Copy the lines of the material below word for word, starting at the line that contains "output [[752, 421]]." and ending at the line that contains "760], [445, 827]]", with both of those lines included.

(Excerpts of location labeling data)
------------------------------------------------------------------------

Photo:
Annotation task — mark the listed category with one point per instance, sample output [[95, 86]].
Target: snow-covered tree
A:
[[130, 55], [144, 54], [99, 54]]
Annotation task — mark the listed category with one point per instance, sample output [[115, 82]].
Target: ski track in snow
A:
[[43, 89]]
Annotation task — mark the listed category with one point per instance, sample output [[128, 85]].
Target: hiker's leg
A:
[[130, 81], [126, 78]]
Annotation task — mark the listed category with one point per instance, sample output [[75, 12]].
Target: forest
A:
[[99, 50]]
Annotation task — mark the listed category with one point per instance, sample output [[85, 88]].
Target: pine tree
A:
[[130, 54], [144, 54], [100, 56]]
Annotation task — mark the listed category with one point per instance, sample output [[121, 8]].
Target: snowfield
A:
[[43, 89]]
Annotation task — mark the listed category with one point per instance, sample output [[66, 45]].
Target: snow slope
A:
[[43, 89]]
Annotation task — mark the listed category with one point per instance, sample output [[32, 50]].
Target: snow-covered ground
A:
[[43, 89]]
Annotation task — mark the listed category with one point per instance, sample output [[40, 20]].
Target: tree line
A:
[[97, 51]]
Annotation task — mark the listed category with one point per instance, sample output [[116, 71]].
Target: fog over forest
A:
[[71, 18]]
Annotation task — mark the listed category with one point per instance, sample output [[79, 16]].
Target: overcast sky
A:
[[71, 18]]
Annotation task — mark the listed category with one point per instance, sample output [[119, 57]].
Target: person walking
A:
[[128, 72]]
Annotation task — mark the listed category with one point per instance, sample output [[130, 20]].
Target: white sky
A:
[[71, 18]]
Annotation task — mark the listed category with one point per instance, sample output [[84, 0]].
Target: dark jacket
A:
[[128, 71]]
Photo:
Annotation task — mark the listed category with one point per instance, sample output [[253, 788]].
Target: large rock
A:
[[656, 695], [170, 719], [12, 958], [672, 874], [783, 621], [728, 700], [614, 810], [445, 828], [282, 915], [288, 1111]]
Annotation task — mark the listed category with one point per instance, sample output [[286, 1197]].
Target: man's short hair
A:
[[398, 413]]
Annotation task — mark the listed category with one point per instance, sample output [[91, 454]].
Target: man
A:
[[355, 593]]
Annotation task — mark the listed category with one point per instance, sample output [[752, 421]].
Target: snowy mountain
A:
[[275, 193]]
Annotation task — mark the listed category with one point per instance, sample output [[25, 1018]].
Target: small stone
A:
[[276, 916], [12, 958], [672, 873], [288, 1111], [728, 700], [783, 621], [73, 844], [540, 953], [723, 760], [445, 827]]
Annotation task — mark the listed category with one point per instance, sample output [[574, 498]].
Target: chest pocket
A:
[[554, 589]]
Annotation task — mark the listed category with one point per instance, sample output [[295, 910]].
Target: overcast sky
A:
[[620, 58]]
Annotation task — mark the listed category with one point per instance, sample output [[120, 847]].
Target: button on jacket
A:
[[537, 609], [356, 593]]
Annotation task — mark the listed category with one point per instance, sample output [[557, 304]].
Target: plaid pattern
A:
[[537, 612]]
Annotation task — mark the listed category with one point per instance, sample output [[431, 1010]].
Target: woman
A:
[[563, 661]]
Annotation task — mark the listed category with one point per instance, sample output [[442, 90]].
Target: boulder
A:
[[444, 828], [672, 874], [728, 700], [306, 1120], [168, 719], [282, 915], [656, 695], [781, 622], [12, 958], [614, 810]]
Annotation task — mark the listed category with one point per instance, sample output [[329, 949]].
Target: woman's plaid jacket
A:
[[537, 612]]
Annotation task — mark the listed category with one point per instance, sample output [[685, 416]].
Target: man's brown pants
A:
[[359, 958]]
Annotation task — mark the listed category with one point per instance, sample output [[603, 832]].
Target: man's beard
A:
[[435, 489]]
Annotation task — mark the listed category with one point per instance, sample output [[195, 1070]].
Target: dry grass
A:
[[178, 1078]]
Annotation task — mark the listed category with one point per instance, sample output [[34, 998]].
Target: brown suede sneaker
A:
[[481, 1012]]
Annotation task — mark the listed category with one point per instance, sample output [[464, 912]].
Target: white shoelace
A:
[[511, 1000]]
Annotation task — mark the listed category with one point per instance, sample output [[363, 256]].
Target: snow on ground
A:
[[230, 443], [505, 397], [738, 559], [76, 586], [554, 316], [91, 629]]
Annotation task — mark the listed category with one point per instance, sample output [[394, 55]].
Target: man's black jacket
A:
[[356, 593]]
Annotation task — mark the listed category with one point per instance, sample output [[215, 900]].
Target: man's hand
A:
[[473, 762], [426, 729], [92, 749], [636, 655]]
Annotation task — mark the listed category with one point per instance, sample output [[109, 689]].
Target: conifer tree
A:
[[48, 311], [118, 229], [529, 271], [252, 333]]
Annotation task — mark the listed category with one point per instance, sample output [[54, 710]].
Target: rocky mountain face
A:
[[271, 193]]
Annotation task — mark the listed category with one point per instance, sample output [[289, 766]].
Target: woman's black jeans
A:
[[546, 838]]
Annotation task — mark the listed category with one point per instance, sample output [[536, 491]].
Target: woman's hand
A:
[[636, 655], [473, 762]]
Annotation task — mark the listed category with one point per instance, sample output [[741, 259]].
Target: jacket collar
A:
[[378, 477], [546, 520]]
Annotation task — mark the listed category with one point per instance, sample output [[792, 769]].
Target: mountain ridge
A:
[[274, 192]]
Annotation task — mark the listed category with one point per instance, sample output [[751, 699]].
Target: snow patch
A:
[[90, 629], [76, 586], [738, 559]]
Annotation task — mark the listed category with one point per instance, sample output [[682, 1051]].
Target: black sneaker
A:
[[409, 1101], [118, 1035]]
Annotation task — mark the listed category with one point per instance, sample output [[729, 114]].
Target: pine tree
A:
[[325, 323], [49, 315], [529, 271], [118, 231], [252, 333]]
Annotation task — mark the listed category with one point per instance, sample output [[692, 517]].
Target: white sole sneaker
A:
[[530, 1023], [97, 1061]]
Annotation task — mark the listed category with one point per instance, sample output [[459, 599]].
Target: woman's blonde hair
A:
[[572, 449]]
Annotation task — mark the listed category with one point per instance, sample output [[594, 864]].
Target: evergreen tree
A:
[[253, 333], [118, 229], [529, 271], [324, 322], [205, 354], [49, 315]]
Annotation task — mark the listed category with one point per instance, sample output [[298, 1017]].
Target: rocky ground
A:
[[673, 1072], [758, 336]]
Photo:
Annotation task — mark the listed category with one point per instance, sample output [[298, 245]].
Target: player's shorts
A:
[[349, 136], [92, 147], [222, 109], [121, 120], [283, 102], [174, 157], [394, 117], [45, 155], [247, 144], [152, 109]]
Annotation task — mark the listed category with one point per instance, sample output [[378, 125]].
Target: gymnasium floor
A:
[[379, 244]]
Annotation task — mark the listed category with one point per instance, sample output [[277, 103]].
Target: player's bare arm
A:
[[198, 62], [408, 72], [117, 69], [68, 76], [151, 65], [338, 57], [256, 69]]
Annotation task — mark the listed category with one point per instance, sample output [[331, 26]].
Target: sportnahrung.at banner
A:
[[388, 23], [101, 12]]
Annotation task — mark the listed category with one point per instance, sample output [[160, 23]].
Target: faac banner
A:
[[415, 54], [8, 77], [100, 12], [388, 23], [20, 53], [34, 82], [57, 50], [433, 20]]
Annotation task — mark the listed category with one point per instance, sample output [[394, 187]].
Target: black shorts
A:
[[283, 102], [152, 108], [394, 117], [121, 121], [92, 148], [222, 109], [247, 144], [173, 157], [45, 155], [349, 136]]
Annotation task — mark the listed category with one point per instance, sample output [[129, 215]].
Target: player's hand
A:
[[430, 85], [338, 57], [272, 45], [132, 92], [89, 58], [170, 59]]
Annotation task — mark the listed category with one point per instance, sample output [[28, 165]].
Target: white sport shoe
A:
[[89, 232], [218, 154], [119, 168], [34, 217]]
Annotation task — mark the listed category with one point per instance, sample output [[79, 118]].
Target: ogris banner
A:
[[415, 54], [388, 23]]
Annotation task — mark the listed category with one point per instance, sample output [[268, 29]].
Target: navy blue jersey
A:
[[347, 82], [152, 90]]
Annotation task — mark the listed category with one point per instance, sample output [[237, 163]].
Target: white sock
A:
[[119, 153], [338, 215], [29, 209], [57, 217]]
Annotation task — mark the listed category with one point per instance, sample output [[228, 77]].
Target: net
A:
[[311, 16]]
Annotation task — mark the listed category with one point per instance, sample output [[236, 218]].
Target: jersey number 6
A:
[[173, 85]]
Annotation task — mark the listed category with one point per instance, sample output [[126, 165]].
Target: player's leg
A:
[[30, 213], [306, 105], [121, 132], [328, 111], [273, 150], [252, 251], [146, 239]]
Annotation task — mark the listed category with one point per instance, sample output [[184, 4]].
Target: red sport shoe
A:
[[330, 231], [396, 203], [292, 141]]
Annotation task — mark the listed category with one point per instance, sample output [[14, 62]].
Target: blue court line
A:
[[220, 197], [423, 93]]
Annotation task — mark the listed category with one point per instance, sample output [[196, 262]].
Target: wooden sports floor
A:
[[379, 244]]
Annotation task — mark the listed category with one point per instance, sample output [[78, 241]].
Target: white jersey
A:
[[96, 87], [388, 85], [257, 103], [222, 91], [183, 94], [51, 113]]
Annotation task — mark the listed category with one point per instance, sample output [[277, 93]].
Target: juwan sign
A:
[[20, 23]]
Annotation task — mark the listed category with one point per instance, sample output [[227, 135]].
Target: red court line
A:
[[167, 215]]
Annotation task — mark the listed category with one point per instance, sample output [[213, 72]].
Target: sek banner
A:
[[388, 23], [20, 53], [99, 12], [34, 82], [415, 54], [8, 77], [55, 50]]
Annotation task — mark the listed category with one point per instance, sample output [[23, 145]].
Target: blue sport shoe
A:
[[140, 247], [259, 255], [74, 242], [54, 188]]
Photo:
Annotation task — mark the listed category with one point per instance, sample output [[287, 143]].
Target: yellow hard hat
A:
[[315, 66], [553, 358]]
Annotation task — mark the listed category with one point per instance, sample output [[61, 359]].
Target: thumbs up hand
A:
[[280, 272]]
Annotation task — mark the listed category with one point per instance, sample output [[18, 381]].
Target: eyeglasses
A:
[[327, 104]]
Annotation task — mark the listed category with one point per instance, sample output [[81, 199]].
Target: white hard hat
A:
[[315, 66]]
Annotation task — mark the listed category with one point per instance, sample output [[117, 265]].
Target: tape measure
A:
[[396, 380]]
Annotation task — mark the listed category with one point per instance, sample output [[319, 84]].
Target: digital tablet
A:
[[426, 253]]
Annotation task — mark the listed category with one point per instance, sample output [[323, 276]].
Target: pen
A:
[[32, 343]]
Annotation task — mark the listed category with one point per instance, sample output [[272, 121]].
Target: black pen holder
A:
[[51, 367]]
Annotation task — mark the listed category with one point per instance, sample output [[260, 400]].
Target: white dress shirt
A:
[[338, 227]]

------------------------------------------------------------------------

- RESULT OF THE EXERCISE -
Annotation task — mark the listed category with one point per instance, sample output [[752, 421]].
Target: snowy mountain
A:
[[275, 193]]
Annotation task — mark the listed category with one point per instance, sample output [[25, 1018]].
Target: small stone
A:
[[276, 916], [12, 958], [672, 873], [288, 1111], [728, 700], [783, 621], [73, 844], [540, 953], [723, 760], [445, 827]]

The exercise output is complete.